→ Objective
Reproduce the lines below, substituting "Outline the area" for every occurrence of "Mark the region" and keeping everything else the same. Leave the pictures out.

→ Dataset entries
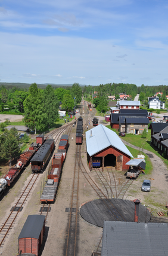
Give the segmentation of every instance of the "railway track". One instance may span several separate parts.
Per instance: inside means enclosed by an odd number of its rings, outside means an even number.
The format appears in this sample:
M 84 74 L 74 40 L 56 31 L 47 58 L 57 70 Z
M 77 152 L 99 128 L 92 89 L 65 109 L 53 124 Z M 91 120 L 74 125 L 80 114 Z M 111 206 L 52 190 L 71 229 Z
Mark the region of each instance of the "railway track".
M 33 174 L 27 186 L 21 192 L 21 195 L 19 196 L 15 205 L 13 207 L 11 213 L 8 216 L 6 220 L 1 226 L 0 229 L 0 247 L 3 246 L 5 242 L 5 239 L 8 234 L 10 230 L 13 228 L 15 221 L 17 217 L 19 215 L 19 213 L 22 210 L 22 208 L 25 205 L 25 203 L 27 200 L 27 197 L 30 196 L 30 192 L 34 187 L 35 183 L 39 175 L 38 174 Z
M 78 164 L 78 161 L 80 154 L 80 146 L 77 145 L 73 180 L 71 200 L 70 202 L 70 210 L 69 218 L 69 227 L 66 239 L 66 256 L 74 256 L 76 251 L 79 182 L 79 166 Z
M 99 182 L 104 188 L 104 193 L 106 193 L 107 198 L 118 198 L 123 199 L 124 196 L 133 181 L 130 179 L 126 179 L 123 182 L 116 180 L 114 171 L 107 168 L 107 172 L 102 172 L 99 168 L 94 169 Z M 95 177 L 96 178 L 97 177 Z

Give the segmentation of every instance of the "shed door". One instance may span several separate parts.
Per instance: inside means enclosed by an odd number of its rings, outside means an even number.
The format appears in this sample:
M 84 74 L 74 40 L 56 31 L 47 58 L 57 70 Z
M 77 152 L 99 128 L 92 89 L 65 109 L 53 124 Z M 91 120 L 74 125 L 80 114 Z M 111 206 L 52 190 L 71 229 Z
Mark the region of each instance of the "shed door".
M 116 157 L 116 169 L 117 170 L 122 170 L 123 169 L 123 155 L 119 156 Z

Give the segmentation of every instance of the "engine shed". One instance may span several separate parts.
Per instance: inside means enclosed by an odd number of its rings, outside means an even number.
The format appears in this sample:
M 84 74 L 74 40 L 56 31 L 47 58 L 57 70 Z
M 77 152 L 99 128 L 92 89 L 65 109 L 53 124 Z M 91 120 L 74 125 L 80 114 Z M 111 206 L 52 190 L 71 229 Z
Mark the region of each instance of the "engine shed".
M 114 132 L 99 124 L 86 132 L 86 141 L 90 170 L 102 167 L 103 171 L 105 166 L 128 170 L 126 164 L 133 156 Z

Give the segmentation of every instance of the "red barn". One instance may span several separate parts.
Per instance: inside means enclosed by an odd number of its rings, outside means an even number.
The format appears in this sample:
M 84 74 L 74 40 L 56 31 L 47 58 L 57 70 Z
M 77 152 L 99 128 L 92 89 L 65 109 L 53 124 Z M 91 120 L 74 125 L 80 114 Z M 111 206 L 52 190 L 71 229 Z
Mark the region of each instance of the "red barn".
M 45 232 L 45 217 L 29 215 L 18 237 L 18 253 L 38 256 Z
M 104 166 L 114 166 L 119 170 L 128 170 L 126 163 L 133 156 L 114 132 L 99 124 L 86 132 L 86 140 L 91 170 L 97 159 L 101 159 L 102 170 Z

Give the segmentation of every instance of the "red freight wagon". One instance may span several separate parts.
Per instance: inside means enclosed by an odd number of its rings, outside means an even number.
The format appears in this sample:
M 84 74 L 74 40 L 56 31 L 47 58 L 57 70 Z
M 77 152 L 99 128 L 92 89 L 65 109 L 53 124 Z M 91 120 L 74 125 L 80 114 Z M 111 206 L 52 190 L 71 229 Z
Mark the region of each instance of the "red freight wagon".
M 67 141 L 67 144 L 69 145 L 69 136 L 68 135 L 67 135 L 66 134 L 64 134 L 64 135 L 61 136 L 60 141 Z
M 58 144 L 58 150 L 66 150 L 67 149 L 67 141 L 60 141 Z
M 45 219 L 43 215 L 28 216 L 18 237 L 18 253 L 21 251 L 21 254 L 38 256 L 45 232 Z
M 82 133 L 76 133 L 76 144 L 82 144 L 83 136 Z
M 20 169 L 18 168 L 11 167 L 9 169 L 8 174 L 5 176 L 5 179 L 7 181 L 8 186 L 13 182 L 15 178 L 19 174 Z
M 63 155 L 62 153 L 56 153 L 54 154 L 54 157 L 52 159 L 52 166 L 53 168 L 57 167 L 56 164 L 60 164 L 62 167 L 63 164 Z

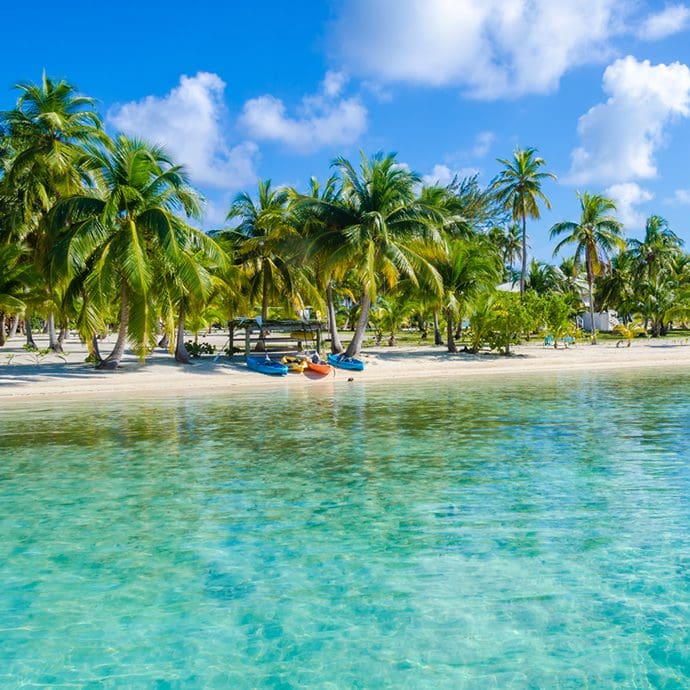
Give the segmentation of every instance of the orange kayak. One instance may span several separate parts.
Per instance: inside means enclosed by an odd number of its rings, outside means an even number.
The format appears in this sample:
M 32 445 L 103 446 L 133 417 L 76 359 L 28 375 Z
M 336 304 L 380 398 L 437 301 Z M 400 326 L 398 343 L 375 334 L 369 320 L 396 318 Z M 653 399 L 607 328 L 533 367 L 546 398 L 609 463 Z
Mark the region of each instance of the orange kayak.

→ Answer below
Give the segmentation of every instance of the "railway track". One instance may span several separate parts.
Per instance: inside means enclosed by an odd number of its rings, outside means an even number.
The format appears in this sample:
M 84 74 L 74 40 L 56 31 L 47 58 L 57 70 Z
M 77 152 L 99 128 L 92 89 L 65 109 L 53 124 Z M 91 120 L 74 125 L 80 114 Z M 111 206 L 52 190 L 71 229 Z
Outline the area of each instance of the "railway track".
M 33 174 L 27 186 L 21 192 L 21 195 L 19 196 L 15 205 L 13 207 L 11 213 L 8 216 L 6 220 L 1 226 L 0 229 L 0 247 L 3 246 L 5 242 L 5 239 L 8 234 L 10 230 L 13 228 L 15 221 L 17 217 L 19 215 L 19 213 L 22 210 L 22 208 L 25 205 L 25 203 L 27 200 L 27 197 L 30 196 L 30 192 L 34 187 L 35 183 L 39 175 L 38 174 Z
M 78 164 L 78 161 L 80 154 L 80 146 L 77 145 L 73 180 L 71 200 L 70 202 L 70 210 L 69 218 L 69 227 L 66 239 L 66 256 L 74 256 L 76 251 L 79 182 L 79 166 Z
M 99 182 L 104 188 L 104 193 L 106 193 L 107 198 L 118 198 L 123 199 L 124 196 L 133 181 L 130 179 L 126 179 L 123 182 L 116 180 L 114 171 L 107 168 L 107 172 L 102 172 L 99 168 L 94 169 Z M 95 177 L 96 178 L 97 177 Z

Give the segmentation of every instance of the "shed door". One instance may span several separate parts.
Per instance: inside means enclosed by an odd number of its rings, outside means an even number.
The format appears in this sample:
M 84 74 L 74 40 L 56 31 L 47 58 L 57 70 Z
M 77 152 L 99 128 L 92 89 L 65 109 L 53 124 Z M 91 120 L 74 125 L 80 114 Z M 111 206 L 52 190 L 71 229 Z
Outline the area of each instance of the "shed door".
M 116 157 L 116 169 L 117 170 L 122 170 L 123 169 L 123 155 L 119 156 Z

Give the segmentation of every instance of the "engine shed". One instance may span several separate parts.
Per instance: inside means enclosed by an odd number of its rings, outside means an even number.
The format appears in this sample:
M 84 74 L 74 40 L 56 31 L 47 58 L 57 70 Z
M 77 152 L 99 128 L 92 89 L 65 109 L 53 124 Z M 91 120 L 74 125 L 80 114 Z M 111 206 L 52 190 L 71 229 Z
Outline the area of each instance of the "engine shed".
M 114 132 L 99 124 L 86 132 L 86 141 L 90 170 L 102 167 L 103 171 L 105 166 L 128 170 L 126 164 L 133 156 Z

Give the segmentation of every instance of the "red barn". One instance may span several separate parts.
Per instance: inside means enclosed by an odd number of its rings, outside means an even number.
The format appears in this sample:
M 84 74 L 74 40 L 56 31 L 47 58 L 57 70 Z
M 77 152 L 99 128 L 92 89 L 65 109 L 53 124 Z M 91 120 L 74 125 L 80 114 Z M 111 206 L 52 190 L 71 229 Z
Outline the area of each instance of the "red barn".
M 45 232 L 45 217 L 29 215 L 18 237 L 18 253 L 38 256 Z
M 104 166 L 114 166 L 119 170 L 128 170 L 126 163 L 133 156 L 114 132 L 99 124 L 86 132 L 86 140 L 91 170 L 97 159 L 101 159 L 102 170 Z

Give the segmentation of every instance of the "red freight wagon". One instance may span several separate parts.
Per instance: inside means enclosed by an odd number of its rings, outside means an even number.
The format appears in this sample:
M 84 74 L 74 40 L 56 31 L 47 58 L 57 70 Z
M 77 152 L 99 128 L 92 89 L 65 109 L 53 124 Z M 91 120 L 74 125 L 80 114 Z M 111 206 L 52 190 L 71 229 Z
Outline the area of each instance of the "red freight wagon".
M 67 141 L 67 144 L 69 145 L 69 136 L 68 135 L 67 135 L 66 134 L 64 134 L 64 135 L 61 136 L 60 141 Z
M 58 144 L 58 150 L 66 150 L 67 149 L 67 141 L 60 141 Z
M 45 219 L 43 215 L 28 216 L 18 237 L 18 253 L 21 251 L 21 254 L 38 256 L 45 232 Z
M 82 133 L 76 133 L 76 144 L 82 144 L 83 136 Z
M 20 169 L 18 168 L 11 167 L 9 169 L 8 174 L 5 176 L 5 179 L 7 181 L 8 186 L 13 182 L 15 178 L 19 174 Z
M 63 155 L 62 153 L 56 153 L 54 154 L 54 157 L 52 159 L 52 166 L 53 168 L 57 167 L 56 164 L 60 164 L 62 167 L 63 164 Z

Give the segmentation of every instance of the orange kayak. One instance may span several separate parts.
Per instance: inside means enclosed by an odd number of its rings, outside means an even number.
The format appears in this sample:
M 32 445 L 103 446 L 133 417 L 76 359 L 28 375 Z
M 336 304 L 380 398 L 437 301 Z M 400 326 L 398 343 L 375 334 L 369 320 L 396 318 Z M 653 399 L 607 328 L 533 367 L 546 398 L 609 463 Z
Outline the area of each instance of the orange kayak.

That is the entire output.